• **What you have to do**:
In the post on the PHP screen-scraping class below, condense the paragraph that begins "The class includes a companion script" into a short bulleted list that retains its main facts.

PHP HTTP Screen-Scraping Class with Caching

Question

Troy 35 Posting Whiz

19 Years Ago

http://www.tgreer.com/class_http_php.html

I've written what I think is a high-quality PHP class for screen-scraping external (or internal) web content. The class includes features to cache scraped content for any number of seconds. So for example, if you want to show stock market data on your site that you scrape from a third-party, you can easily set it so your site hits the source site for fresh content no more than once every 5 minutes. This caching is seamless to your script--you don't have to worry about it.

The class includes a companion script named image_cache.php that can be used as the src attribute in img elements to cache images from external sites. This is useful if you want to incorporate an image from an external site that is dynamically updated on a regular basis. For example--stock charts that are generated every 60 seconds on many websites. This allows you to use their image on your site, but with the caching feature, you don't have to hit their site everytime somebody hits yours.

The class also has 2 static methods that make it simple to extract data from HTML tables. One extracts a table into an array and the other into XML.

The class can perform basic authentication allowing you to scrape protected content. It also cloaks itself as the User Agent of the user requesting your script. This allows you to access content that may normally be blocked to non-browser agents.

The article explains in detail how to use the class, and is itself, a good tutorial for many techniques in PHP.

If you have any comments or questions about this class or the article, let's discuss it here. I'm always wanting to learn more, so lets discuss. I hope you find the class and the article useful.

• **Extracted entries**:
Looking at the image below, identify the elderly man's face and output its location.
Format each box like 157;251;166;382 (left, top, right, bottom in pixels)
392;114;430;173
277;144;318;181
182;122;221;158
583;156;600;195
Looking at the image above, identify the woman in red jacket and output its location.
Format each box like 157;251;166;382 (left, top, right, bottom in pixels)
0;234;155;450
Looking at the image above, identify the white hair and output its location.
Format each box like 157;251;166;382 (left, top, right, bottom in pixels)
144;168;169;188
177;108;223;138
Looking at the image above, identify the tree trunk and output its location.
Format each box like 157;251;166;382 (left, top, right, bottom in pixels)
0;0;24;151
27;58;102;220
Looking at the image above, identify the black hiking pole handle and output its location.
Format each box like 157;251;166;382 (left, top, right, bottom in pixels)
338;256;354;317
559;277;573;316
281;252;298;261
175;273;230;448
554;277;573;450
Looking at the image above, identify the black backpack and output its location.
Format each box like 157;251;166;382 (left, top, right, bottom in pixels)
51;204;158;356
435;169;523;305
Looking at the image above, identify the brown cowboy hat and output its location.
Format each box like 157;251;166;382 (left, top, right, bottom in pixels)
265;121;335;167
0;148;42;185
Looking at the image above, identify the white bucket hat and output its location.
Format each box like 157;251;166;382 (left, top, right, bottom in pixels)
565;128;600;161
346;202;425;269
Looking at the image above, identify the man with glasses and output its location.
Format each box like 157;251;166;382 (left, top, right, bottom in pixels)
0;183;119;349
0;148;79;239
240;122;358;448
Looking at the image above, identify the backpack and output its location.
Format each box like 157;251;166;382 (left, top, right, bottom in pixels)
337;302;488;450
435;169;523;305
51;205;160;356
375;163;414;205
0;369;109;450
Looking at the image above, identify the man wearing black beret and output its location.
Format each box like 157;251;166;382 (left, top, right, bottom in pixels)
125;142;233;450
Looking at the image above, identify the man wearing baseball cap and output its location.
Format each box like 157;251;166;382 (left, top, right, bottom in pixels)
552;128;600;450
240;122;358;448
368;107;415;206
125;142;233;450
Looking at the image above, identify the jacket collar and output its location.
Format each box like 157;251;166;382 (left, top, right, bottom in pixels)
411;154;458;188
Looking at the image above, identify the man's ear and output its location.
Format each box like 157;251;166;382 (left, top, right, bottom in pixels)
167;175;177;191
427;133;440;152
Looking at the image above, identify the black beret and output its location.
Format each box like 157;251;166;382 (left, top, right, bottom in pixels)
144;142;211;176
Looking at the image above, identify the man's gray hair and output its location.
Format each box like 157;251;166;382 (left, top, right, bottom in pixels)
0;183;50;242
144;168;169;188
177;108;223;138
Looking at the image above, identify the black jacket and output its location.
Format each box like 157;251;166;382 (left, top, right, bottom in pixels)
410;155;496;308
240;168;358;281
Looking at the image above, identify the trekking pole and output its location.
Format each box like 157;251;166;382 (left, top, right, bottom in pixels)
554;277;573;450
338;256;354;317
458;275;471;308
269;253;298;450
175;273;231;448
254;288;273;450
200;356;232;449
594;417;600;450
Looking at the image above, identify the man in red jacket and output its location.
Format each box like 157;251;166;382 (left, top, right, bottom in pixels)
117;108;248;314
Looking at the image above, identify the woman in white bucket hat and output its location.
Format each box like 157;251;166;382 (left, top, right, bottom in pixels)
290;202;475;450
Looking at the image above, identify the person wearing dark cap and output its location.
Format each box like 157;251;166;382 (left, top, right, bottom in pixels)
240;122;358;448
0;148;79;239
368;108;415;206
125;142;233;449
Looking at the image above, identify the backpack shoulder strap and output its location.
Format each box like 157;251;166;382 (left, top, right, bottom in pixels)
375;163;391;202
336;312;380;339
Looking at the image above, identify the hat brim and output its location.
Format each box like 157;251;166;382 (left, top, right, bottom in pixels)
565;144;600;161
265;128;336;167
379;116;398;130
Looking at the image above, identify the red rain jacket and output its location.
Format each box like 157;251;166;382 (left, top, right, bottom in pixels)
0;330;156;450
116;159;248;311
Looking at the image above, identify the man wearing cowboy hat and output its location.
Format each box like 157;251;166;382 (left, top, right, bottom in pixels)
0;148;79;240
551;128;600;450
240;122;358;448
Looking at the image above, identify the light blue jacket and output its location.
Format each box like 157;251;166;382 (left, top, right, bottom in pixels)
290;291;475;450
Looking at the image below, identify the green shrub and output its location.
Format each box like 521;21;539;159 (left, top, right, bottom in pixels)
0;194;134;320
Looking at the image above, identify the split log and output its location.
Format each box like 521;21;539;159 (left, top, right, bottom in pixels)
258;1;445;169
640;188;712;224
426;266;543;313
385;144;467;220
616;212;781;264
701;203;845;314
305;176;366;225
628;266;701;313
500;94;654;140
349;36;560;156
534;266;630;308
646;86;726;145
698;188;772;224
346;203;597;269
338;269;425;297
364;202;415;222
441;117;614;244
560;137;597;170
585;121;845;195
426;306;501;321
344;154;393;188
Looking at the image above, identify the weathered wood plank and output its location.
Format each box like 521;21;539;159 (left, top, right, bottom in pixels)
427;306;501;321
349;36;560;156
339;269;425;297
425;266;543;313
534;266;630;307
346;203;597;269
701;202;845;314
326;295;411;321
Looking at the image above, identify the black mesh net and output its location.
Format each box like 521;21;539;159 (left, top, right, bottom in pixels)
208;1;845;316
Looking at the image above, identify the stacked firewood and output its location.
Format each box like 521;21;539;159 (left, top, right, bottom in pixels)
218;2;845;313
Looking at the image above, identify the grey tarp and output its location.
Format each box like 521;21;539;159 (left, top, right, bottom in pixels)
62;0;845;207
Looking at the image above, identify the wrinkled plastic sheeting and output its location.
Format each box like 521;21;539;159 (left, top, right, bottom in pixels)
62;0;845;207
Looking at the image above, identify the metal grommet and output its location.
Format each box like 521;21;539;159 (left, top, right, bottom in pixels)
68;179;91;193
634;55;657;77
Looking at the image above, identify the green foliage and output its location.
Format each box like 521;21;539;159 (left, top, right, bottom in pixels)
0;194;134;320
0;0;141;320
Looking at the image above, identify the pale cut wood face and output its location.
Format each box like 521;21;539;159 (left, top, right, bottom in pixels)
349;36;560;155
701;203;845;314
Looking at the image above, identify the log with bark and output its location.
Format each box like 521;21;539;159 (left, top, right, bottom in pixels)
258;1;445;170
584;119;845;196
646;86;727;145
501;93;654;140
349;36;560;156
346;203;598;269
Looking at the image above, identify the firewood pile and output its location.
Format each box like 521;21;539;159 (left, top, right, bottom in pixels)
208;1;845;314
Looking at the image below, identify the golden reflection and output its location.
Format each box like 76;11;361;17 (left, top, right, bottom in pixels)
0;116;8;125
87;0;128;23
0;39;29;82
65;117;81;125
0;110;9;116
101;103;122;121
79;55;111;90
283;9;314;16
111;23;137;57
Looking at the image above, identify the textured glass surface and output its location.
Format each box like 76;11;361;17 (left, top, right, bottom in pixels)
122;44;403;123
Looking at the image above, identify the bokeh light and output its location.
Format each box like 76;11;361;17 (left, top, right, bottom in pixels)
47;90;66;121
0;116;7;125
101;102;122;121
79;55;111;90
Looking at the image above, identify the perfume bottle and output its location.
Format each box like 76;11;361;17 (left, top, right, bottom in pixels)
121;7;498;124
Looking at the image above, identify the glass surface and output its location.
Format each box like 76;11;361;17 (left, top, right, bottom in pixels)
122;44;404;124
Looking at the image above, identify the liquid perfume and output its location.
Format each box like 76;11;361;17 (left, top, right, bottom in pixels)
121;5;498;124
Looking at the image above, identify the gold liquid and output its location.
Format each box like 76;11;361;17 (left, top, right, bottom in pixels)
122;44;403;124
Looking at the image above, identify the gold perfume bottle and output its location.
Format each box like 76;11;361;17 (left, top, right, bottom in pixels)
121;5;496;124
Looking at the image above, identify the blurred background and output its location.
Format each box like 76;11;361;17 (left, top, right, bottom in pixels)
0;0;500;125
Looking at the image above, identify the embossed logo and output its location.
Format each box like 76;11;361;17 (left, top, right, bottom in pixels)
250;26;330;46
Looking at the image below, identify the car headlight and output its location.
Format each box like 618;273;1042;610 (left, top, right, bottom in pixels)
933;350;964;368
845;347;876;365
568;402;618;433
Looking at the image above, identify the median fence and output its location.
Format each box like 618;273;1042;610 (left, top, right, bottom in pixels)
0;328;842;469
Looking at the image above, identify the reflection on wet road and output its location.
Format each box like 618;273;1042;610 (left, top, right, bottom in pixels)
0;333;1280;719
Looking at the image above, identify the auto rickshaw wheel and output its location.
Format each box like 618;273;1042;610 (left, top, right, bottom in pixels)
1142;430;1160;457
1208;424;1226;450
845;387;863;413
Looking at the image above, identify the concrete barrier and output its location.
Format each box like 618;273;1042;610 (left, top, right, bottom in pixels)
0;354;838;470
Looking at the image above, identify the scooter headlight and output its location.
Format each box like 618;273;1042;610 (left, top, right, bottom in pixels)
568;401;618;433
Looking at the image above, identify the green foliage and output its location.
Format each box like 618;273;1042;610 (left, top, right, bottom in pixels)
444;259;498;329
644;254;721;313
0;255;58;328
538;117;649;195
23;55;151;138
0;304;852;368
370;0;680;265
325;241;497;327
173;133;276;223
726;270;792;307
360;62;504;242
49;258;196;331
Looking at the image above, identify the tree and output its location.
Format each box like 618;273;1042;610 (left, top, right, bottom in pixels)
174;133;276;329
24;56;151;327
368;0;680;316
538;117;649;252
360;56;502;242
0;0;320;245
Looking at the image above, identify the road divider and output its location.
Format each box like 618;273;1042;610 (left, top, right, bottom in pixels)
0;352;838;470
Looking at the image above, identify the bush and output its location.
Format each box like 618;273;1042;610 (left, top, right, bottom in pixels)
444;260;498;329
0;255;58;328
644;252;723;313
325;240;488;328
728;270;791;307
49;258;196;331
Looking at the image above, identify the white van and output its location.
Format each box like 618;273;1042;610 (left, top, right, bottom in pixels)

• **Solved exercise**:
- The companion script image_cache.php can serve as the src attribute of img elements to cache images from external sites.
- It suits external images that are regularly and dynamically updated, such as stock charts generated every 60 seconds.
- Caching lets you show such images on your site without hitting the source site each time someone visits yours.